** START **
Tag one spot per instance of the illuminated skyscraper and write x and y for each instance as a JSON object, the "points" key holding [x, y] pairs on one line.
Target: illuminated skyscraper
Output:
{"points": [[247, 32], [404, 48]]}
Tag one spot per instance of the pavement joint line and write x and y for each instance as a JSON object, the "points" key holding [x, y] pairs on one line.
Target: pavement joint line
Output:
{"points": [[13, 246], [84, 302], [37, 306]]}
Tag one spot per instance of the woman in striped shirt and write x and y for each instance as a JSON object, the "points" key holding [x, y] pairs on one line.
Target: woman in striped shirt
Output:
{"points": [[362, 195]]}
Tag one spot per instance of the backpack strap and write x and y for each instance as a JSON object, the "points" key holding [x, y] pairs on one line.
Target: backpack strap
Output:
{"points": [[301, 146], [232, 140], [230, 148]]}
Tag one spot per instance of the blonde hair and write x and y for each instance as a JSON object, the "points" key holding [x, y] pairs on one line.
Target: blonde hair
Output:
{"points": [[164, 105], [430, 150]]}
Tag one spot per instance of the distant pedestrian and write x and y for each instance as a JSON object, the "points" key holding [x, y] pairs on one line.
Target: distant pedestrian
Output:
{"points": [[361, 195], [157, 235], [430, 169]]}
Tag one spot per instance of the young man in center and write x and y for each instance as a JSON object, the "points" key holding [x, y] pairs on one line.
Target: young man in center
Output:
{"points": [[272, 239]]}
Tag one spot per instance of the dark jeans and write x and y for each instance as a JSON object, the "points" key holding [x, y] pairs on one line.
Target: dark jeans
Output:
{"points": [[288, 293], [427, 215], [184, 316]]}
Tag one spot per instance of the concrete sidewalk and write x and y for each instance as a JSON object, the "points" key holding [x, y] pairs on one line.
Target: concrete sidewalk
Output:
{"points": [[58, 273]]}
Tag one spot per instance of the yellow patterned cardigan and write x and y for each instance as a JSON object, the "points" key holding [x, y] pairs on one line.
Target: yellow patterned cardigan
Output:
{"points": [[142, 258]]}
** END **
## Stated goal
Reproduce the lines of the entries above exactly, but only from the line containing "Tag one spot per instance of the dark" through the final line.

## Result for this exercise
Tag one spot per instance of the dark jeans and write x and y for each instance as a JSON object, the "points" key holding [x, y] pairs on one line.
Target: dark jeans
Output:
{"points": [[288, 293], [427, 215], [184, 316]]}
Tag one spot per instance of the concrete sidewalk and write x and y for each instance as a JSON object, the "points" key holding [x, y] pairs on one line.
Target: concrete sidewalk
Output:
{"points": [[58, 273]]}
Tag one spot per instance of the yellow patterned cardigan and write x and y for each instance as a JSON object, the "points" key holding [x, y] pairs on one line.
Target: yellow patterned cardigan
Output:
{"points": [[142, 258]]}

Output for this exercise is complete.